**RECORDED INFORMATION**
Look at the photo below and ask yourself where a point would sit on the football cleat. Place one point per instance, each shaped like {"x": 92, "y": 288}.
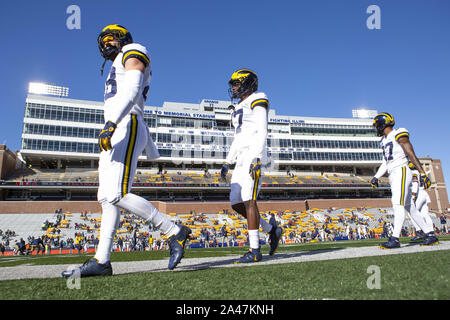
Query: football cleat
{"x": 253, "y": 255}
{"x": 90, "y": 268}
{"x": 381, "y": 121}
{"x": 392, "y": 243}
{"x": 430, "y": 239}
{"x": 274, "y": 238}
{"x": 176, "y": 246}
{"x": 420, "y": 235}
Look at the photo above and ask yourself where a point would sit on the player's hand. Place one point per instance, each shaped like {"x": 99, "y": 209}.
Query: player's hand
{"x": 255, "y": 168}
{"x": 374, "y": 182}
{"x": 425, "y": 181}
{"x": 104, "y": 138}
{"x": 224, "y": 171}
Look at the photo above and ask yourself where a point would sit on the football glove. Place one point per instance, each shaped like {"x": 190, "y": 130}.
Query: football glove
{"x": 255, "y": 168}
{"x": 104, "y": 138}
{"x": 425, "y": 181}
{"x": 374, "y": 182}
{"x": 224, "y": 171}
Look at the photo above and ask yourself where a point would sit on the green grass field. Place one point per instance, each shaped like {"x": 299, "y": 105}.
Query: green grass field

**PROBLEM STATEMENT**
Copy all of the records above word for word, leaving out the pictures.

**EXPECTED ANSWER**
Look at the photo below and ask yourself where a point would sit on the football cleat. Place one point per instance, each shaped like {"x": 92, "y": 288}.
Query: football cleat
{"x": 253, "y": 255}
{"x": 90, "y": 268}
{"x": 381, "y": 121}
{"x": 392, "y": 243}
{"x": 430, "y": 239}
{"x": 274, "y": 238}
{"x": 176, "y": 246}
{"x": 420, "y": 235}
Look at the photo above and ask yourself where a point would sit on the player's hand. Place one point per instance, each shaped like {"x": 99, "y": 209}.
Query: player's hand
{"x": 255, "y": 168}
{"x": 374, "y": 182}
{"x": 425, "y": 181}
{"x": 104, "y": 138}
{"x": 224, "y": 171}
Look at the photo above and ask yourself where a point would sit on the football glove. Place one point per instance, each shaped like {"x": 190, "y": 130}.
Query: football glove
{"x": 255, "y": 168}
{"x": 104, "y": 138}
{"x": 425, "y": 181}
{"x": 374, "y": 182}
{"x": 224, "y": 171}
Look at the photo above and ask yourself where a point would sit on the green grass field. Place one point per instance, each shaped like {"x": 299, "y": 105}.
Query: green grass field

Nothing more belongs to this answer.